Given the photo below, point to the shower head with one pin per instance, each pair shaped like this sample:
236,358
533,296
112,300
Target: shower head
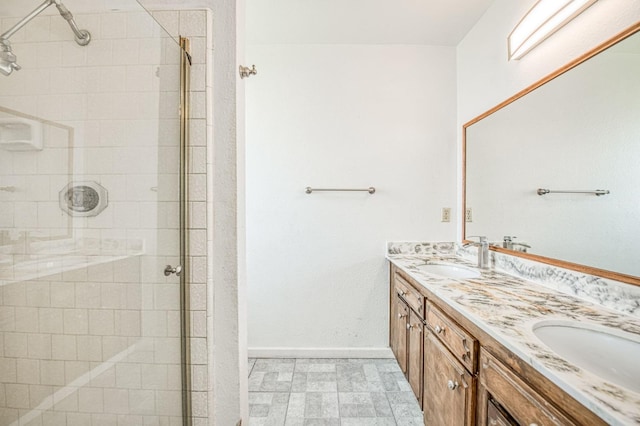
8,61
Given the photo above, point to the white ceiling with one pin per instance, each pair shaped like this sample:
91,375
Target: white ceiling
434,22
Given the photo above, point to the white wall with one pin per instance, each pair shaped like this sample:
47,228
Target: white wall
341,116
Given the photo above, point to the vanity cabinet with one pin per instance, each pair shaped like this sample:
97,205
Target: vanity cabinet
504,396
449,389
398,339
449,371
462,375
406,331
415,354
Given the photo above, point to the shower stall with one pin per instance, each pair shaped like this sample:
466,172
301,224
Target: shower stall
93,127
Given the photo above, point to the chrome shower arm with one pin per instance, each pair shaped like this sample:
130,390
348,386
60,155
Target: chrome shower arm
38,10
82,36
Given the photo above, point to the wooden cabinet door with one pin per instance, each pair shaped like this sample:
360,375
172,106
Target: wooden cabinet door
523,404
399,333
449,390
497,417
415,346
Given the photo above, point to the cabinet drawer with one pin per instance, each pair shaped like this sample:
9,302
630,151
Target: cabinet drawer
522,403
414,299
461,344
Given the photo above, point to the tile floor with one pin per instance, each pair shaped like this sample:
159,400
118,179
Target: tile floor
330,392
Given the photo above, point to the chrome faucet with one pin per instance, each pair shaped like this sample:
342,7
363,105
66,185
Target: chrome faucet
483,251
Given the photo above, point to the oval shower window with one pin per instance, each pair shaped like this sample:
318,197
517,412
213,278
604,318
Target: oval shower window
83,198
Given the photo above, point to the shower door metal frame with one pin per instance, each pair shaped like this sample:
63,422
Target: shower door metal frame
185,310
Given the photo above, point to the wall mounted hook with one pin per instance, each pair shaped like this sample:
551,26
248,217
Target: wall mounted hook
247,72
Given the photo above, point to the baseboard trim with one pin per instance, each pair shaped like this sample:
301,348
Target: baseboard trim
320,353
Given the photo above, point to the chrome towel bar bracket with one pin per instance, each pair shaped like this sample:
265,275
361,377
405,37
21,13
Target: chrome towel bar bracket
598,192
309,190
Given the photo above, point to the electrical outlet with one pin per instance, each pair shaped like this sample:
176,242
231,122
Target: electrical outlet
446,214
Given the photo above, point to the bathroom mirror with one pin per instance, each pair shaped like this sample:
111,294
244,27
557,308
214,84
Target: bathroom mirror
578,130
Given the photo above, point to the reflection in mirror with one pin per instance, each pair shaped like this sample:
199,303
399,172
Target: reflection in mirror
579,131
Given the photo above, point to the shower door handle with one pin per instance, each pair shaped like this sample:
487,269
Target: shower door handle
171,270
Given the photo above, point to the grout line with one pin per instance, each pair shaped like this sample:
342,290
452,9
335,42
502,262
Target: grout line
72,387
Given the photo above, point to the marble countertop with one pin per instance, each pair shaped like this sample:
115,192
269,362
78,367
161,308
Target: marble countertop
506,307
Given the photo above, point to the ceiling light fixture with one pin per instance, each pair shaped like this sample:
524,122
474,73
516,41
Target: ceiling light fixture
542,20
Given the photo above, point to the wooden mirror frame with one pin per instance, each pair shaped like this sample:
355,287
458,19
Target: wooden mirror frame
629,279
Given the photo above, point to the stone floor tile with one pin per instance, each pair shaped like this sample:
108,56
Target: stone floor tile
322,422
268,408
341,392
274,364
378,421
297,401
321,405
410,421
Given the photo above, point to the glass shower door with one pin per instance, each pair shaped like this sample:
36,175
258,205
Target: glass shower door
90,325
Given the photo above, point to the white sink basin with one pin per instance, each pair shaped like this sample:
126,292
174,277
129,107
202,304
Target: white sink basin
606,352
450,270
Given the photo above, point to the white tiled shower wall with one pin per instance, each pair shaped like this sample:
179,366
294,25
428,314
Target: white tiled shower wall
100,344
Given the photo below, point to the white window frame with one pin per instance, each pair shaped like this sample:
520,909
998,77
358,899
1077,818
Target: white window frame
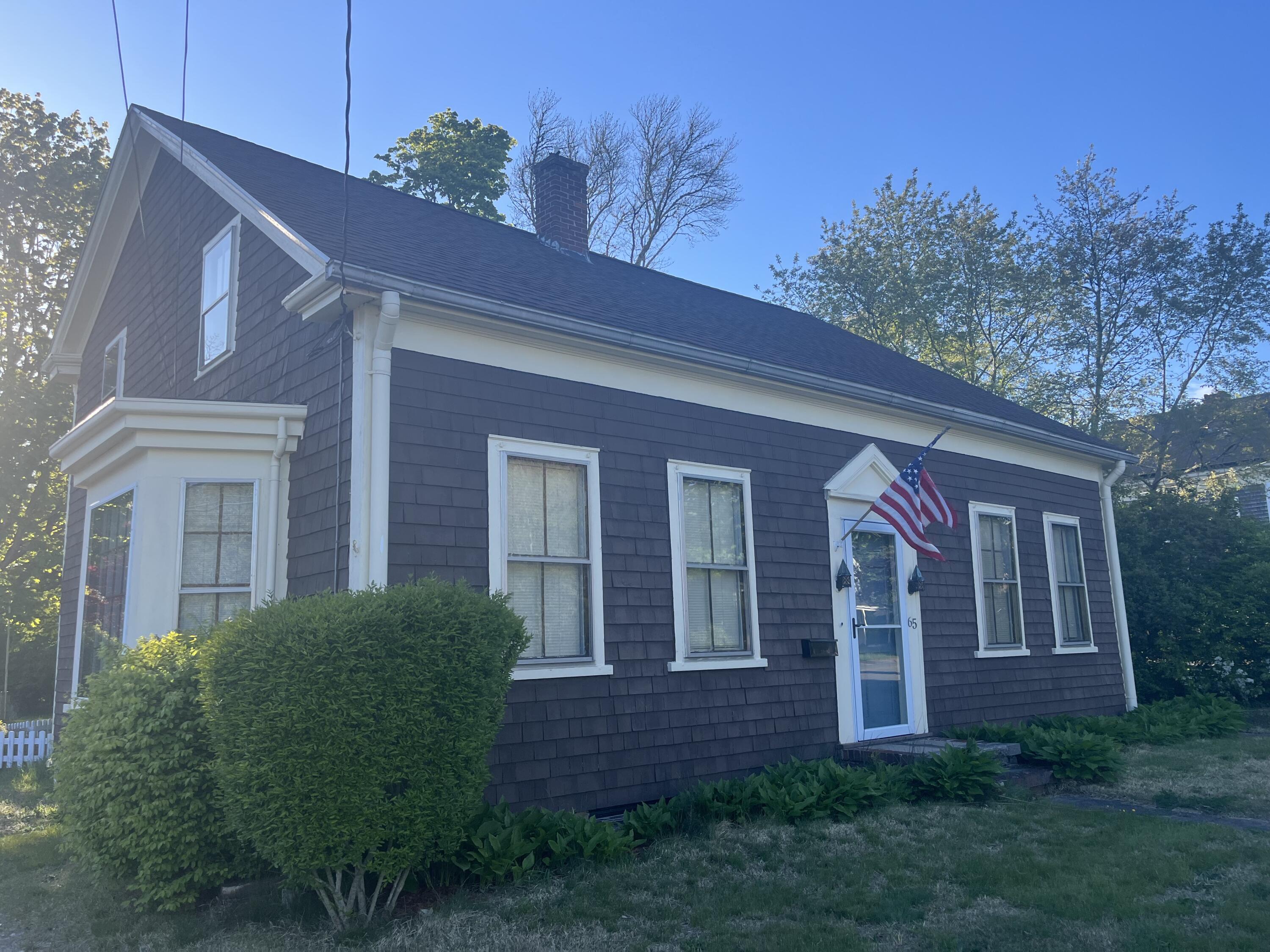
1081,648
122,341
976,511
234,229
127,593
679,470
501,448
181,544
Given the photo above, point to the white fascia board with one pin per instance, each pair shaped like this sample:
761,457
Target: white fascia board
303,252
318,297
112,220
126,426
934,413
140,140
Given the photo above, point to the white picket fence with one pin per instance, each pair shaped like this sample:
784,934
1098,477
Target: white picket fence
19,748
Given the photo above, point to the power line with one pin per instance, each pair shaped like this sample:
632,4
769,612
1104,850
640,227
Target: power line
181,206
136,168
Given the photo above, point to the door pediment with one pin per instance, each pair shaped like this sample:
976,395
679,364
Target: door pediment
864,478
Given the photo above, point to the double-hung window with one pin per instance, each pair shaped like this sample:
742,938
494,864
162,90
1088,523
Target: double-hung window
112,369
713,556
1074,630
545,553
999,601
216,553
219,299
106,583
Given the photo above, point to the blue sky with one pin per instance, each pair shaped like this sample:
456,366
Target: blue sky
826,99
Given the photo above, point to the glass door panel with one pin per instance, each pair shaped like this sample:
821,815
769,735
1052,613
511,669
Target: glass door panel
879,634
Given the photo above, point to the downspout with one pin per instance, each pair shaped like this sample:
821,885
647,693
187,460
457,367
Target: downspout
381,409
1122,621
271,554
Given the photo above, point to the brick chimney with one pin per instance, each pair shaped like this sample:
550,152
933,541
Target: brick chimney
560,202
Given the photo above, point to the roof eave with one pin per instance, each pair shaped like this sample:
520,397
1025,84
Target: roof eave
370,280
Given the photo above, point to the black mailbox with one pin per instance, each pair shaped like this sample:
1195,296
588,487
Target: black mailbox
820,648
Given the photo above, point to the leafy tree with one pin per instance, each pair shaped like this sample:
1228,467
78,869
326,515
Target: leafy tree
666,174
1197,587
51,171
1115,257
455,162
952,283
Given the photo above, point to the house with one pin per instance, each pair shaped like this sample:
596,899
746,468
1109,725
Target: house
1220,437
661,474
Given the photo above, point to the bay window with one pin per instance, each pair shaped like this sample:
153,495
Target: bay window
216,553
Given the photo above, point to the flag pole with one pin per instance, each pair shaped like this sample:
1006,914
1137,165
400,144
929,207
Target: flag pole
870,507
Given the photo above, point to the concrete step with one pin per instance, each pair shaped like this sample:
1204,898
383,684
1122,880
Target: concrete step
906,751
1034,779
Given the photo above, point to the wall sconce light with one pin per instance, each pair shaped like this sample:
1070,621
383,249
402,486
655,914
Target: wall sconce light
916,582
842,581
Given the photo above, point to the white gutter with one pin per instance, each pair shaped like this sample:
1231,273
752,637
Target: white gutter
381,409
271,554
1122,620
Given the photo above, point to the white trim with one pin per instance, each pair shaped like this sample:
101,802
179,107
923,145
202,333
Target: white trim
112,223
849,494
134,526
498,450
684,660
381,440
181,544
360,451
125,427
122,341
906,640
514,320
493,343
1061,648
976,511
1004,652
1122,621
116,212
233,229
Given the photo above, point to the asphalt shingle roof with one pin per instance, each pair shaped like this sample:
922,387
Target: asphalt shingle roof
421,240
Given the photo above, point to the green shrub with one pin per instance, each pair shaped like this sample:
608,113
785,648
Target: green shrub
957,773
351,730
1197,589
1075,754
648,822
135,781
502,845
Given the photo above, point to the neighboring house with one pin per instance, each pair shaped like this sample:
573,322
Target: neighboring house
1221,436
657,471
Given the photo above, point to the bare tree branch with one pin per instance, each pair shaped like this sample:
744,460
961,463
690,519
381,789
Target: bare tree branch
667,176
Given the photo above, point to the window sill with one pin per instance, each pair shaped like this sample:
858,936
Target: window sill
216,362
1004,653
560,671
714,664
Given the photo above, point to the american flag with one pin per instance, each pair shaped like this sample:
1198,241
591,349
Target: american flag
912,502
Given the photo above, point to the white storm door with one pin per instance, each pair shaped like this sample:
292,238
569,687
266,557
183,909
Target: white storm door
878,622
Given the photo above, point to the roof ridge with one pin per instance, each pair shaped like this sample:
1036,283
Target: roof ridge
425,240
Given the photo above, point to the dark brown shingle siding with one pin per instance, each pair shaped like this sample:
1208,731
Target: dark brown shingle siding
644,733
271,363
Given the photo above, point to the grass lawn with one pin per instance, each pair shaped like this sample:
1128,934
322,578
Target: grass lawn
1226,776
1014,874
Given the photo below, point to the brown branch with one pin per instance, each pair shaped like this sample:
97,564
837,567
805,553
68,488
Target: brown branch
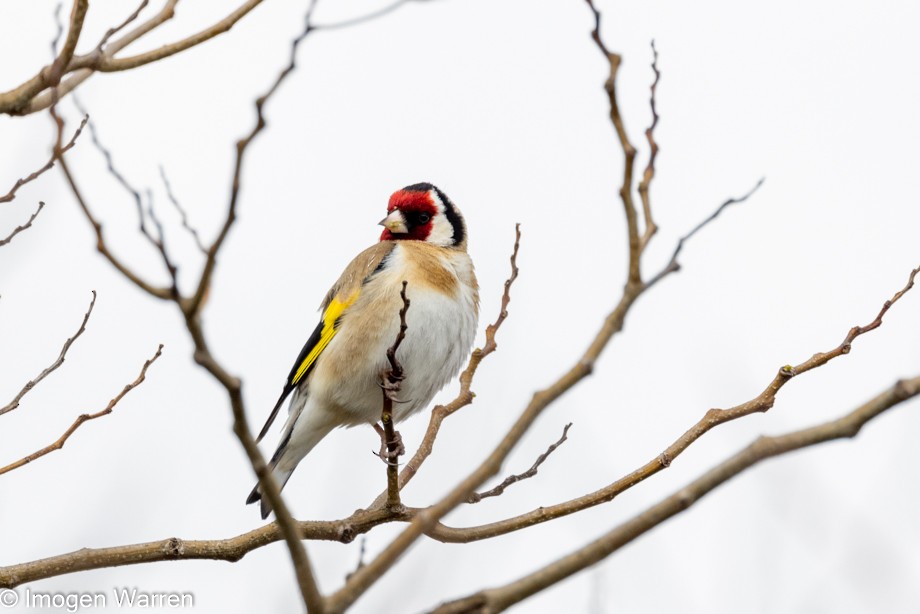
650,227
174,549
714,417
26,226
83,418
155,241
50,163
354,21
191,311
466,395
102,247
49,76
33,95
847,426
629,153
512,479
193,304
115,30
390,385
673,266
181,210
57,363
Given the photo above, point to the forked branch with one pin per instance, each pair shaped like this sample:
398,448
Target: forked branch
83,418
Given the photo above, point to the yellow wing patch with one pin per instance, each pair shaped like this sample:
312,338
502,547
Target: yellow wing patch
333,312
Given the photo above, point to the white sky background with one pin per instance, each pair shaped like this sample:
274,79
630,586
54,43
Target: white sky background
501,105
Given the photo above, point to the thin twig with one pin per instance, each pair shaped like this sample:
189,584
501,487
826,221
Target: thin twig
50,163
204,283
362,548
25,226
82,418
634,275
711,419
101,245
848,426
390,385
512,479
673,266
155,241
354,21
174,549
181,210
57,363
115,30
50,76
650,227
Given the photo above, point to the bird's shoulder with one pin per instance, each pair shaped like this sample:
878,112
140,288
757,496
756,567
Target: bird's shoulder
362,266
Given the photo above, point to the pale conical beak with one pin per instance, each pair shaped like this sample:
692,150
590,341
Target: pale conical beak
395,222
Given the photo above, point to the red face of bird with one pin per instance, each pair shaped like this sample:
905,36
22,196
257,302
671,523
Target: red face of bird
422,212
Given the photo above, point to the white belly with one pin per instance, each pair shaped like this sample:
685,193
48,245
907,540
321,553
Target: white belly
439,336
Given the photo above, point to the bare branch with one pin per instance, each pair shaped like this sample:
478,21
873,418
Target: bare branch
193,304
49,76
50,163
82,418
27,225
128,21
391,440
500,598
155,241
712,418
101,246
500,489
174,549
673,266
347,23
57,363
634,278
183,216
650,227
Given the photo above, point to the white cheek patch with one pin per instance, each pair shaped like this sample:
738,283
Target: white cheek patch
442,232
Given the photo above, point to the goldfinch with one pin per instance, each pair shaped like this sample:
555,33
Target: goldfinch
335,380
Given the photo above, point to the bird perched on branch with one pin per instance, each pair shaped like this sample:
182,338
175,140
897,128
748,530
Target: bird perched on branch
336,378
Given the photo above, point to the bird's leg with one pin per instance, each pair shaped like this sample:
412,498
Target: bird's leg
390,449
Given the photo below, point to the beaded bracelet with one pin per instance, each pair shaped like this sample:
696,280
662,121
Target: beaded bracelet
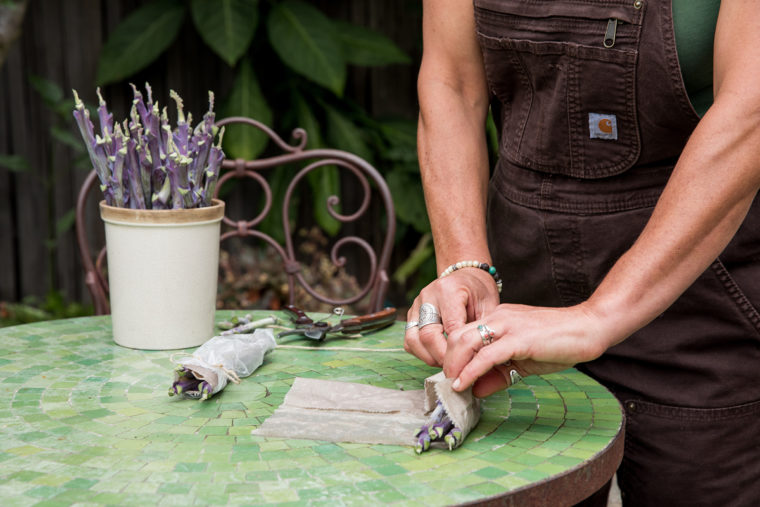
474,264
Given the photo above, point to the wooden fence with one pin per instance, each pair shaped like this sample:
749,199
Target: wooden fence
60,42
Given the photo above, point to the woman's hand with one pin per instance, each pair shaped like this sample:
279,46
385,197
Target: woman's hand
465,295
532,340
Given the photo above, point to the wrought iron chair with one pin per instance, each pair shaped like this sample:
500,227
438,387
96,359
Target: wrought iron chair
376,284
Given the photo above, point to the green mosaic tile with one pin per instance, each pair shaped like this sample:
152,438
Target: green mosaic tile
88,422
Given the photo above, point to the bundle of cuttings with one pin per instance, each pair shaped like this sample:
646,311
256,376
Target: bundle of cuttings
220,360
438,427
144,163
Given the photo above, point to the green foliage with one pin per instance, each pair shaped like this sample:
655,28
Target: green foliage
246,99
14,163
363,47
307,42
226,26
140,39
305,56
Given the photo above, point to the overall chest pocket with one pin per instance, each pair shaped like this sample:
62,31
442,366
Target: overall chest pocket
564,74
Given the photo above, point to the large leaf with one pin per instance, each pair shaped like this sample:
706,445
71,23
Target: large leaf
246,99
362,46
227,26
346,135
306,41
140,39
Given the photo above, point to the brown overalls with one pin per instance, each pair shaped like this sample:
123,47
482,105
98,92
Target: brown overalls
593,114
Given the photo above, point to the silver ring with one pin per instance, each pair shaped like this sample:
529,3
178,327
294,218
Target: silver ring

## Task requirements
What lines in the material above contain the word "below"? Copy them out.

## Exercise solution
Given the photo below, point to the shower head with one pin per instance, each pair shaped like this sample:
Given the photo below, point to the white window frame with one pin per instance, each pair shaped like this sample:
Given the photo below, point to the brown branch with one pin per instance, each pair shaped like this sample:
Given the photo below, point to the beaded bracelet with one pin per instance, each pair shaped like this sample:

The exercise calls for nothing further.